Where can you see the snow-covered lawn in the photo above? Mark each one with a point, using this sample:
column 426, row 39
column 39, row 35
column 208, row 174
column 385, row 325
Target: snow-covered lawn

★ ★ ★

**INSTRUCTIONS TO FOLLOW:**
Restate each of the records exactly, leaving nothing out.

**REPLY:**
Where can you see the snow-covered lawn in the photo above? Mark each one with a point, using this sample:
column 426, row 39
column 39, row 35
column 208, row 174
column 385, row 325
Target: snow-covered lawn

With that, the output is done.